• **TASK TO COMPLETE**
Reproduce everything below, from the start of the rows down to and including the line that contains "(1140, 212)", without changing a single character.

• **DATA ENTRIES**
+===+

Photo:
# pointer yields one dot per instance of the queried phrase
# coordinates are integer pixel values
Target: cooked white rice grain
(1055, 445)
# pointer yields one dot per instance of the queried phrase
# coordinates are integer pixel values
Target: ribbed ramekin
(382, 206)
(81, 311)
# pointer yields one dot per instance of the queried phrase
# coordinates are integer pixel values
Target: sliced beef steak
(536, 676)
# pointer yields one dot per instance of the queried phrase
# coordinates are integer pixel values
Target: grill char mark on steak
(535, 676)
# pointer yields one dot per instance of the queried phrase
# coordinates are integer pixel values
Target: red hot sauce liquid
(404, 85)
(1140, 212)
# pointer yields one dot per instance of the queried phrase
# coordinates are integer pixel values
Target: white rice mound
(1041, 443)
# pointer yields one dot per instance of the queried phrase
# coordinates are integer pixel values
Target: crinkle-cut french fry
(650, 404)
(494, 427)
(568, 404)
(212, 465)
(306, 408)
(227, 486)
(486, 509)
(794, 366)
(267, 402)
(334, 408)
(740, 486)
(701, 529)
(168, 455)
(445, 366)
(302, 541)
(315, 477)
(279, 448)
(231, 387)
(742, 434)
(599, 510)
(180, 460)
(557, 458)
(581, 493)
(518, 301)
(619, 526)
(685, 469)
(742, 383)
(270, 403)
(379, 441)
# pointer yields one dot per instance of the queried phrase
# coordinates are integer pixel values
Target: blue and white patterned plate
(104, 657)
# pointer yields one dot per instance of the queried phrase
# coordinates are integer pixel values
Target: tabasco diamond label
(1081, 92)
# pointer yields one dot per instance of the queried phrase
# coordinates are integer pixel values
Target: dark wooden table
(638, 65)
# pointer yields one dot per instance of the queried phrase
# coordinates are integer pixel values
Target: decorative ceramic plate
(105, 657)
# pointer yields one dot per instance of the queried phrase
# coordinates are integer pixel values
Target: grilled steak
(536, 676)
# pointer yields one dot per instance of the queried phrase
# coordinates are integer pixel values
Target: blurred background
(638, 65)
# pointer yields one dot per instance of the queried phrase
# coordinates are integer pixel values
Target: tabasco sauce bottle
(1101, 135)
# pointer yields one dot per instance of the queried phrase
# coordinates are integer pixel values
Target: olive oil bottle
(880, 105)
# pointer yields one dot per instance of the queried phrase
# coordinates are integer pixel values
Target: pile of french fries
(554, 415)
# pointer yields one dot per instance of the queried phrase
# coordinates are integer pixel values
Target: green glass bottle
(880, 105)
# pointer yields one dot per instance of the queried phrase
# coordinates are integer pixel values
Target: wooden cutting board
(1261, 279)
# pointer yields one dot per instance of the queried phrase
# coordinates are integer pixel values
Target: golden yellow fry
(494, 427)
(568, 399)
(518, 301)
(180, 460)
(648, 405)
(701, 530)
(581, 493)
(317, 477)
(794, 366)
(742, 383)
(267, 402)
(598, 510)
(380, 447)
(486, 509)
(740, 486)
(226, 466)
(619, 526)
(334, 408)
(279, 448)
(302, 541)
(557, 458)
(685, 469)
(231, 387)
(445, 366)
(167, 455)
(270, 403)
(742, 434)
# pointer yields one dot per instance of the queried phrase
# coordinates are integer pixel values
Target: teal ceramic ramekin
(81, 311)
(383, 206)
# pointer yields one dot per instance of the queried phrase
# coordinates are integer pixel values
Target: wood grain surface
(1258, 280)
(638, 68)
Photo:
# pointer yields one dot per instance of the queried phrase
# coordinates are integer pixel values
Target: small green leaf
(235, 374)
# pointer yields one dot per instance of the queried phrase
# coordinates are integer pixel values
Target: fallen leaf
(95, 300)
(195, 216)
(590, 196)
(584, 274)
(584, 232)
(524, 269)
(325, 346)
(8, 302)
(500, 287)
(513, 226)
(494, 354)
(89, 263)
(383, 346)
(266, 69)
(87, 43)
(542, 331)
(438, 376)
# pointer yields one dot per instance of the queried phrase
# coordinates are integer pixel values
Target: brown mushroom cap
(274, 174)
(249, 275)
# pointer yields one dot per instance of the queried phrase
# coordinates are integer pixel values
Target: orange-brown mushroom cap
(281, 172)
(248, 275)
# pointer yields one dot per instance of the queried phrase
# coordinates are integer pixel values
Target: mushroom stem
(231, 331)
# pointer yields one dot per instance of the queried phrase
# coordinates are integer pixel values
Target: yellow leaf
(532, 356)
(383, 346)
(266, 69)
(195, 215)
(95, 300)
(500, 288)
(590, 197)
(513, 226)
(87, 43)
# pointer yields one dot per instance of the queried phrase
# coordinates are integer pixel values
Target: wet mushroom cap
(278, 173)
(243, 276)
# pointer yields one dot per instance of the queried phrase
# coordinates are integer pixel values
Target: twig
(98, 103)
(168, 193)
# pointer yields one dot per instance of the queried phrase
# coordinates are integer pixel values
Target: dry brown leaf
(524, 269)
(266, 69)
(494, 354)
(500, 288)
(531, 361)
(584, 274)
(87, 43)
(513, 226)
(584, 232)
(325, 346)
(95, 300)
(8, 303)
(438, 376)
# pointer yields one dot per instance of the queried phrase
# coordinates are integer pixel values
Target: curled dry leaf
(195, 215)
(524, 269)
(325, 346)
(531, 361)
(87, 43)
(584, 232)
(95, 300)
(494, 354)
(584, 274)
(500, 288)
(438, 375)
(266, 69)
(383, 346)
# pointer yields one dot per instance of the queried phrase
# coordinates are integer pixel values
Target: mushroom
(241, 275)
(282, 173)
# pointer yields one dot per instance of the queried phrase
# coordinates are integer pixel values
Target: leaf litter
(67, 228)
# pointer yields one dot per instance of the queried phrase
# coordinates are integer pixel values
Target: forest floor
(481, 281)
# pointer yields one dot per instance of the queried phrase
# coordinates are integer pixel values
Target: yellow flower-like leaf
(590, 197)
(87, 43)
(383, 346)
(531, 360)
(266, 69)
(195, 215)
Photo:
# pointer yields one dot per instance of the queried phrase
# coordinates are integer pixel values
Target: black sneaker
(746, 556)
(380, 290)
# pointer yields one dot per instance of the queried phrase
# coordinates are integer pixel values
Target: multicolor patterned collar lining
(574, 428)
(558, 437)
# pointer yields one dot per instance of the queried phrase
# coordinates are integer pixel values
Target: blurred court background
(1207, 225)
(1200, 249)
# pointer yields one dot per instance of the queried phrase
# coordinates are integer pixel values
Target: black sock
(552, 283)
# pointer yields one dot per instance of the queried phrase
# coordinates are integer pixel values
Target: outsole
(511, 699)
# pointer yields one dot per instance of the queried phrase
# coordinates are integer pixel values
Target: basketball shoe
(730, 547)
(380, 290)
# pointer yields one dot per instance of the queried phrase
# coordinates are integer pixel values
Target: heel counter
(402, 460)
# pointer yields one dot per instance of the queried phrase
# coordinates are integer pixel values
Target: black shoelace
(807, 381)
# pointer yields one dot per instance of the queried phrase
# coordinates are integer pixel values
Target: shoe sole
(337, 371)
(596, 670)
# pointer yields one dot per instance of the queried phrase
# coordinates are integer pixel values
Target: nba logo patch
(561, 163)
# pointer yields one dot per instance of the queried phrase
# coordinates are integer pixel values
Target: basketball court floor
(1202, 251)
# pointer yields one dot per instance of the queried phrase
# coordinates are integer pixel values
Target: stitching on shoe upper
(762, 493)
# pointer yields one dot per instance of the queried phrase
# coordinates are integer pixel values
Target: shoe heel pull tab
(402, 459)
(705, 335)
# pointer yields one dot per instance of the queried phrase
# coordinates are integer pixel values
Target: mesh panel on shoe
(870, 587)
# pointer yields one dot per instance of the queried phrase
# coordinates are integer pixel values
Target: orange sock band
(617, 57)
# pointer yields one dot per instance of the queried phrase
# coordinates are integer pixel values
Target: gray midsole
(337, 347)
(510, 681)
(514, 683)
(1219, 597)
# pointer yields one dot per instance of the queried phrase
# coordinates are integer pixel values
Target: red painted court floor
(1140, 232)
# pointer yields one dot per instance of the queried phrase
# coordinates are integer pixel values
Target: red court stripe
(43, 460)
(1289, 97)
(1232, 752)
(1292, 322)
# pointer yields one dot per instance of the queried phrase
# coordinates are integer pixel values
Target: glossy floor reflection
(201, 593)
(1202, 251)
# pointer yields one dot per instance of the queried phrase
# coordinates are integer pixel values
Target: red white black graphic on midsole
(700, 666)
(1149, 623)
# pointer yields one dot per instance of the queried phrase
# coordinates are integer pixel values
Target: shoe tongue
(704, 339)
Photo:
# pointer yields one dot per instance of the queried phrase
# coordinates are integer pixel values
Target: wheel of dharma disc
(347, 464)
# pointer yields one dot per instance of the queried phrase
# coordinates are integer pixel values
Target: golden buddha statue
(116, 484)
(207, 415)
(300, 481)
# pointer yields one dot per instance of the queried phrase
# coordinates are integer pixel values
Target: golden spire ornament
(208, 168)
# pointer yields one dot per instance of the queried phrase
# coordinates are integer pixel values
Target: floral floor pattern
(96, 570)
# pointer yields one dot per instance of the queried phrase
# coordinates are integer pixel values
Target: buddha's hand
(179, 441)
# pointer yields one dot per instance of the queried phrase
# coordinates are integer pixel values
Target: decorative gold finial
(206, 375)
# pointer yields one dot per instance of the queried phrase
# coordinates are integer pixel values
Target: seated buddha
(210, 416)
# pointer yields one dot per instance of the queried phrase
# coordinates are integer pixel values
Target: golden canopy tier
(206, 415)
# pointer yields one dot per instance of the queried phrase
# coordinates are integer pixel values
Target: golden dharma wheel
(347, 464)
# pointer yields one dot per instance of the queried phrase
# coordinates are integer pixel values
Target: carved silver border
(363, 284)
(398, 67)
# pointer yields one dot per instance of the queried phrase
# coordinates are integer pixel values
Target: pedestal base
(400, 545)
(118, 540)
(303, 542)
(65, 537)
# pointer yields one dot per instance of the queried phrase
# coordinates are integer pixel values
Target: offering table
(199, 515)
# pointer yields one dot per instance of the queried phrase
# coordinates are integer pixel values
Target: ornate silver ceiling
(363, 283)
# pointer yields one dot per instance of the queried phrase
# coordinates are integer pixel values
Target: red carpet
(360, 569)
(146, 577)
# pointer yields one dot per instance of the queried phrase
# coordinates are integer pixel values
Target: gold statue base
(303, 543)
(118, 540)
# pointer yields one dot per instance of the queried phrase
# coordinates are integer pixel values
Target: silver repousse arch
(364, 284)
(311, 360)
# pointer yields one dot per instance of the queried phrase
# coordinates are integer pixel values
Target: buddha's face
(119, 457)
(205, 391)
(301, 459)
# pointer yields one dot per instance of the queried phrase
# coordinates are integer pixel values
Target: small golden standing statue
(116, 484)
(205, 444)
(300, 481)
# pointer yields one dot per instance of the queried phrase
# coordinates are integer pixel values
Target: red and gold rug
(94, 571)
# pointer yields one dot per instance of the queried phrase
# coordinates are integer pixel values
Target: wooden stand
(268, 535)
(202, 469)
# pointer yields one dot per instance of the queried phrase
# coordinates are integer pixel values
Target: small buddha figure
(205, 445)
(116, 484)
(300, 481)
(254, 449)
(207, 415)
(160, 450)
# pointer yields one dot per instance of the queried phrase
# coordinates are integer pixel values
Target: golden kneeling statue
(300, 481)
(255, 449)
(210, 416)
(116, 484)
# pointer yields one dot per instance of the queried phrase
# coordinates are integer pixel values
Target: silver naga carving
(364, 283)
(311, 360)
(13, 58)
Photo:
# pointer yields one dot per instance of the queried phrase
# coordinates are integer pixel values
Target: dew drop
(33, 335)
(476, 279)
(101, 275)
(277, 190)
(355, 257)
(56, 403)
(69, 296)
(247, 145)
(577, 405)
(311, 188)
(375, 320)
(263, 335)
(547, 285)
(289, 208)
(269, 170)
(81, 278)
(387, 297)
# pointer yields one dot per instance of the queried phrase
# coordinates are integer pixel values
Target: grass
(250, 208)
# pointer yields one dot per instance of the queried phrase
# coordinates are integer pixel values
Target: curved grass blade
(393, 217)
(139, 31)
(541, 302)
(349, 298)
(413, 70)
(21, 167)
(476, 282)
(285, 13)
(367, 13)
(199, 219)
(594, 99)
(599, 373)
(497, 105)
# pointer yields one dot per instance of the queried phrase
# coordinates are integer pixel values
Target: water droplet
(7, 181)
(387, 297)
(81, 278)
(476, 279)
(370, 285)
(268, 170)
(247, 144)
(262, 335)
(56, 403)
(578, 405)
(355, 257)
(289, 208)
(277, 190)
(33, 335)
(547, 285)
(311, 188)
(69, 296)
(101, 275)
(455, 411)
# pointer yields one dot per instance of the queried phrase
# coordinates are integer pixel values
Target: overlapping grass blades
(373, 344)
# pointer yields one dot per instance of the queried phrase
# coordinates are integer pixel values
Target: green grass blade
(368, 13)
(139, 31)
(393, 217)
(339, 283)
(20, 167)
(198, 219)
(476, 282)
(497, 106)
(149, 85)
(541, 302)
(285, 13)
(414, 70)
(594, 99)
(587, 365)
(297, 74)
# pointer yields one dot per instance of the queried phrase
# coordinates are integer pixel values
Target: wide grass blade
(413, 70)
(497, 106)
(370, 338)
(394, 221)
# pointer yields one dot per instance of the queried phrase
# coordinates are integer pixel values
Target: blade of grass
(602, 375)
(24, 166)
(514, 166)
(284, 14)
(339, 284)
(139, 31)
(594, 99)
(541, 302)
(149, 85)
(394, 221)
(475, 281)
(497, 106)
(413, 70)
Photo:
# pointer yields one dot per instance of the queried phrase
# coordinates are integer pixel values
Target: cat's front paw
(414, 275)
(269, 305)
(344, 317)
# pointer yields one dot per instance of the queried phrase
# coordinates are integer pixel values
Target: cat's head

+===+

• **WRITTEN SOLUTION**
Photo:
# pointer yields one dot per instance of the queried phrase
# coordinates are integer pixel values
Target: cooked white rice grain
(1055, 445)
# pointer yields one dot per instance of the queried phrase
# coordinates are integer pixel values
Target: ribbed ramekin
(382, 206)
(81, 311)
# pointer yields one dot per instance of the queried phrase
# coordinates are integer pixel values
Target: sliced beef steak
(536, 676)
# pointer yields one dot per instance of the queried phrase
# coordinates are integer pixel values
Target: grill char mark on steak
(535, 676)
# pointer yields one dot per instance of the queried phrase
# coordinates are integer pixel values
Target: red hot sauce liquid
(404, 85)
(1140, 212)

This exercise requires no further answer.